» DIRECTIVE 1:
Duplicate the part of the lost-phone passage starting at "My careless son" and ending at "do so himself?".
» DIRECTIVE 2:
In the lost-phone passage, which places were contacted or searched to look for the phone? List all of them.

» TEXT PASSAGE:
This is true at home – if I don’t repaint the windows this year, what are the chances that we have a bad winter, and that by next year I will end up having to replace them entirely, a far more costly exercise? And at work – if we don’t replace our boiler, what are the odds that it will break down again on a particularly freezing day and we will all have to work in our winter coats?
So when Cost Centre #1 lost his phone just before we left Edinburgh, I started calculating the odds of getting it back. It is a smartphone and I am told that there is a ready black market for such items, alas. It was not insured, the annual premiums being almost equivalent to the cost of a new one.
He had gone in a cab with his father to a show, and the pair of them had had a drink in the bar before it started. The taxi company was called, the theatre was turned upside down, inquiries were made at the pub.
My careless son had only himself to blame for the loss of this expensive bit of kit. But I then lay awake thinking through the consequences of my response. If I bought CC#1 a new phone, would that condone his fecklessness? Surely, he needed to learn a sharp lesson about responsibility? But if I didn’t replace it, would he risk penury to do so himself?

» INFORMATION SUPPLIED:
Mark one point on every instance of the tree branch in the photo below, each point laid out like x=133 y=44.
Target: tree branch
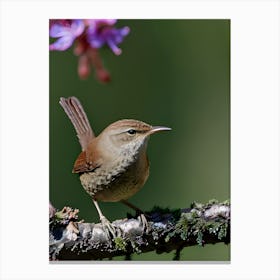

» TASK RESPONSE 1:
My careless son had only himself to blame for the loss of this expensive bit of kit. But I then lay awake thinking through the consequences of my response. If I bought CC#1 a new phone, would that condone his fecklessness? Surely, he needed to learn a sharp lesson about responsibility? But if I didn’t replace it, would he risk penury to do so himself?

» TASK RESPONSE 2:
The taxi company, the theatre, and the pub.